**Directions for this task:** Please copy, exactly as they appear below, the lines from the one containing "Query: green petal" through the one containing "column 77, row 141".

**Given records:**
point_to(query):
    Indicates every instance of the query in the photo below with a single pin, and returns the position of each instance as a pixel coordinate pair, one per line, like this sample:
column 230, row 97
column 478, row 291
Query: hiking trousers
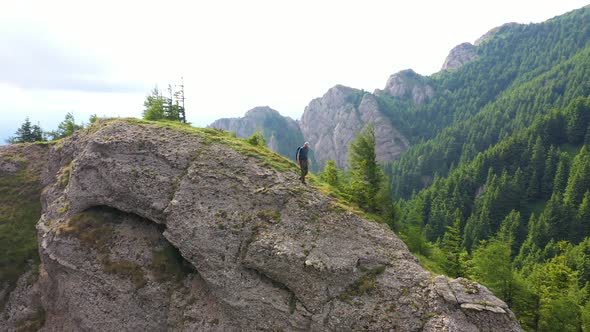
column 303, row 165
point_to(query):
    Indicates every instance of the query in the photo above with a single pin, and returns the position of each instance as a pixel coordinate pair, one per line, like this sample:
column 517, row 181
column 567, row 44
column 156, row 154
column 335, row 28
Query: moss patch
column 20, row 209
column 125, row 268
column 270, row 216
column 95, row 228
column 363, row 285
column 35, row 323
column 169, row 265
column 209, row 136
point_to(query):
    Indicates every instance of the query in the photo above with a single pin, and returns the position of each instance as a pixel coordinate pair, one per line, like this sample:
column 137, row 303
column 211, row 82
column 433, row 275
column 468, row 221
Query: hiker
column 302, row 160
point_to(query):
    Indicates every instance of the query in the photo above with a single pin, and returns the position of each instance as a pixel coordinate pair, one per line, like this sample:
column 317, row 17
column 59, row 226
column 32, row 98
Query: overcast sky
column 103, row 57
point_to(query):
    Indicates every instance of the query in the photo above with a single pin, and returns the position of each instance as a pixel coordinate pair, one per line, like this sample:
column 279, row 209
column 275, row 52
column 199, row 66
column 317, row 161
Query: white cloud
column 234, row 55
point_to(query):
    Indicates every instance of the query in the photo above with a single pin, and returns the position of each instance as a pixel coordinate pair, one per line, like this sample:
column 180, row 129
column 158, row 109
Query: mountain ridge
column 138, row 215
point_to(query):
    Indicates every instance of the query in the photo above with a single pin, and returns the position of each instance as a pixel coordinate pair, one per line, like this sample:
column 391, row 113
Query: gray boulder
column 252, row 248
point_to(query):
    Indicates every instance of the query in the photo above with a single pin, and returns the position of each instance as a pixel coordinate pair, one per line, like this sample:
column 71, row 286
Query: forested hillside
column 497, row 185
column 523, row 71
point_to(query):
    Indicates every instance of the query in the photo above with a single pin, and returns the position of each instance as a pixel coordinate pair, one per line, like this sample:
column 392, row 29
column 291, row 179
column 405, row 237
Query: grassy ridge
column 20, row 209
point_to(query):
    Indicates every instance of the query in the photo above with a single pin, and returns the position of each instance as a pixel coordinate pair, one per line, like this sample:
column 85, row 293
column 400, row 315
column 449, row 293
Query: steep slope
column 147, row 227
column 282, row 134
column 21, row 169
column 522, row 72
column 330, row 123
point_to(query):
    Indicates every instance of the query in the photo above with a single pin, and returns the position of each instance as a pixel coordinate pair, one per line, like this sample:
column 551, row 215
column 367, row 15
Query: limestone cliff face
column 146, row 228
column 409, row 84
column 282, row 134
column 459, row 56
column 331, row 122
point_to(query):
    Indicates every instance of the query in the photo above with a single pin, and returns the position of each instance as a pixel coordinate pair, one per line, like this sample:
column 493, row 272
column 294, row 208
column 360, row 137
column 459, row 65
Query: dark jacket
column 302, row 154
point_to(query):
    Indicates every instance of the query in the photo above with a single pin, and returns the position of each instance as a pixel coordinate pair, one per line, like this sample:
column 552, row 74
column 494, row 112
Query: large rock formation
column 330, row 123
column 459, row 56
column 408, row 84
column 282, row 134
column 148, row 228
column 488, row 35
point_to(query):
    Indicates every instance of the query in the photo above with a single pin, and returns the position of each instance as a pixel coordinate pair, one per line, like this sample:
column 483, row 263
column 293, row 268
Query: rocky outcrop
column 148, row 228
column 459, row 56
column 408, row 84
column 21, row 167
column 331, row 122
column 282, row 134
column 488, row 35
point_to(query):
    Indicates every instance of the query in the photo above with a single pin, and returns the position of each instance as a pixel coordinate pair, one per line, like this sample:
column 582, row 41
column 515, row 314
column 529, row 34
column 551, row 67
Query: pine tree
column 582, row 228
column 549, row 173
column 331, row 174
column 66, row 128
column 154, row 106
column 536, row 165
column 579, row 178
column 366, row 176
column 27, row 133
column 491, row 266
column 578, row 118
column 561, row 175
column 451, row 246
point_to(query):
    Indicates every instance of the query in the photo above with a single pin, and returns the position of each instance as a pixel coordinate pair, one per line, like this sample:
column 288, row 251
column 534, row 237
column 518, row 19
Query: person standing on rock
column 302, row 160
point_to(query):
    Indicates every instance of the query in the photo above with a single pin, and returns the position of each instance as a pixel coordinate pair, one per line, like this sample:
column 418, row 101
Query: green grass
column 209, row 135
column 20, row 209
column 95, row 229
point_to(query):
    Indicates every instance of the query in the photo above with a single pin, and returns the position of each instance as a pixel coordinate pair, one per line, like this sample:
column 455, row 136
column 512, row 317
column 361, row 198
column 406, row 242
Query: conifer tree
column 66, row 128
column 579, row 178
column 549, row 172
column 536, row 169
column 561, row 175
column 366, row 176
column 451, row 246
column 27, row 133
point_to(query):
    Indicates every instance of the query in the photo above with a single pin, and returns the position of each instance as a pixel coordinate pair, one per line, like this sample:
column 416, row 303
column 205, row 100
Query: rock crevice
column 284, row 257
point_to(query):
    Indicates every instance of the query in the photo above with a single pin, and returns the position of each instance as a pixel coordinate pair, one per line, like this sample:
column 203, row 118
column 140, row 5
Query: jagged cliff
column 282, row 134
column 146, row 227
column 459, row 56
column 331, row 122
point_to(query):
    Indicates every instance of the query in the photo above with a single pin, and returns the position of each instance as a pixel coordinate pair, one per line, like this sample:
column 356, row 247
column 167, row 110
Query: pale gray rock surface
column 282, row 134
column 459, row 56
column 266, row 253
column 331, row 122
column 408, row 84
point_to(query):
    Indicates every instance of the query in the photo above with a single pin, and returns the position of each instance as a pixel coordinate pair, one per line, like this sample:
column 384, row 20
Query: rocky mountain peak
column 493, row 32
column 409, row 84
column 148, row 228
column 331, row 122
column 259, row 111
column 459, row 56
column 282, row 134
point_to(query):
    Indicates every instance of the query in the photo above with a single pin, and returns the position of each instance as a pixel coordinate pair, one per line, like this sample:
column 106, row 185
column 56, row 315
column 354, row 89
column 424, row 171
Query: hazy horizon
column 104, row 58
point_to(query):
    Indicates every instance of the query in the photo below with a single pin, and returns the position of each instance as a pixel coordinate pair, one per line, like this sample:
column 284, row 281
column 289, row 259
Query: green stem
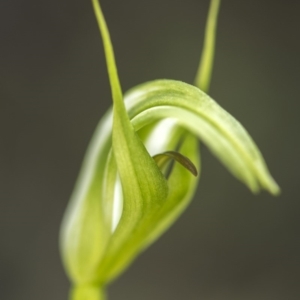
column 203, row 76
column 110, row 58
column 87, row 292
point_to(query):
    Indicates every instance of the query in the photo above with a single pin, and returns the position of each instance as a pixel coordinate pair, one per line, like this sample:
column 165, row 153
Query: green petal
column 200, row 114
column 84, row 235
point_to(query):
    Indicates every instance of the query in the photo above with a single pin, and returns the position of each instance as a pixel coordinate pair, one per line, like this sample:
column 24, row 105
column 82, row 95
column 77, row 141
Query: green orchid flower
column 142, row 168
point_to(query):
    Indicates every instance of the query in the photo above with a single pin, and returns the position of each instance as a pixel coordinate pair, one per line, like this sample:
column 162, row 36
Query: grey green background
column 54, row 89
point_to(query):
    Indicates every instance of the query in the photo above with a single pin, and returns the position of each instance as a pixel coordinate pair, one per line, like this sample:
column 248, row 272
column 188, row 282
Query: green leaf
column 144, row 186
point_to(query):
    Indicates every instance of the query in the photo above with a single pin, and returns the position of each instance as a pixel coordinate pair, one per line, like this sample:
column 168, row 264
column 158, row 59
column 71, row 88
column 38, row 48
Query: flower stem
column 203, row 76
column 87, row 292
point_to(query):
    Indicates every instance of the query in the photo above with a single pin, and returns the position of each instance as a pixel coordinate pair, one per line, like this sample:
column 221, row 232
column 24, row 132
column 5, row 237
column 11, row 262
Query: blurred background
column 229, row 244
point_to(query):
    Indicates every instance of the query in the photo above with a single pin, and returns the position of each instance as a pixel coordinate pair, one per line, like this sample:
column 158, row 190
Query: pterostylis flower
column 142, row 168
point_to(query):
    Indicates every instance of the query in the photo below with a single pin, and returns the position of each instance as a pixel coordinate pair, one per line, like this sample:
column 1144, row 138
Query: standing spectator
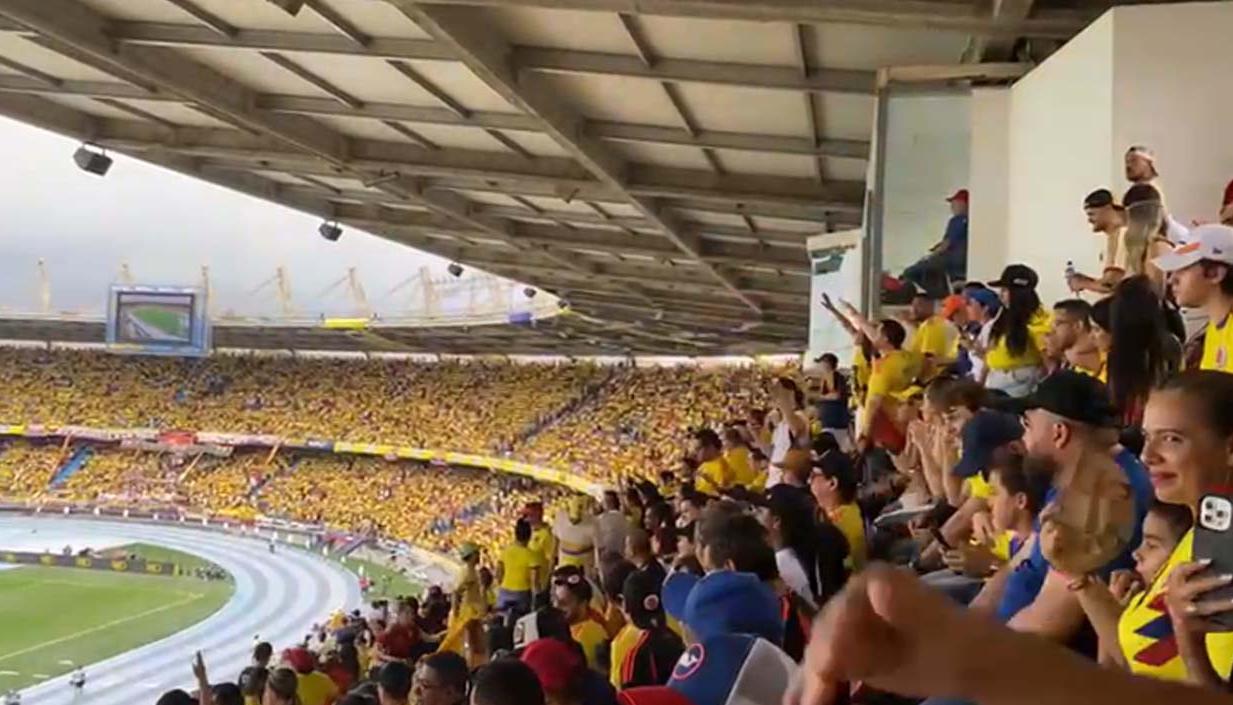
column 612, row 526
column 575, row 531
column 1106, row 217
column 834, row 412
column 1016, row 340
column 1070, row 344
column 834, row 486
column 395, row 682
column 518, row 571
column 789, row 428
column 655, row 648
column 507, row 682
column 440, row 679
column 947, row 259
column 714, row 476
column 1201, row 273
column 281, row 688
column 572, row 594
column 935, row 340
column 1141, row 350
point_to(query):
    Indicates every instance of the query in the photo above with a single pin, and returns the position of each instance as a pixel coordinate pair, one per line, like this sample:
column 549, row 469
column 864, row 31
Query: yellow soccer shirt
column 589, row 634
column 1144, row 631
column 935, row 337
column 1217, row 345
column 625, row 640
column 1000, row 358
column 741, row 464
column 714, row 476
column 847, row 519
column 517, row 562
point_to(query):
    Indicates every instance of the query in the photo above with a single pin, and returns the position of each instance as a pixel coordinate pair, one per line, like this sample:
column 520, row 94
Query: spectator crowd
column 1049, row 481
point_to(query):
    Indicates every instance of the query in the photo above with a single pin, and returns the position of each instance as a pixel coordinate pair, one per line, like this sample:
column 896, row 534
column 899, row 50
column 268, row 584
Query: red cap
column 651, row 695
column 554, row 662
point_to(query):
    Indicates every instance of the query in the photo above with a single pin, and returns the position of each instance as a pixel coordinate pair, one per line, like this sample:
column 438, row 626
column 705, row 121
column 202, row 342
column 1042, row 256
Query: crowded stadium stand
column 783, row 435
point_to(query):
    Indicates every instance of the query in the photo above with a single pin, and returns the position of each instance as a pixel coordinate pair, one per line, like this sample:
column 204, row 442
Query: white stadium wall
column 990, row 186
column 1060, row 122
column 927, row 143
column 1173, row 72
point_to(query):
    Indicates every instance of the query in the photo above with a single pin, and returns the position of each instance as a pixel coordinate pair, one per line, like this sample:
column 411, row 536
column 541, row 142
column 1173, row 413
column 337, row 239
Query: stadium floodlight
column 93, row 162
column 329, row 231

**Answer for the task:**
Query: green petal
column 200, row 114
column 84, row 235
point_to(query):
    Indicates every instance of the query in the photo above with a single pin, and returns the position of each instance as a pixel coordinate pair, one per line, like this sample:
column 24, row 105
column 82, row 95
column 77, row 141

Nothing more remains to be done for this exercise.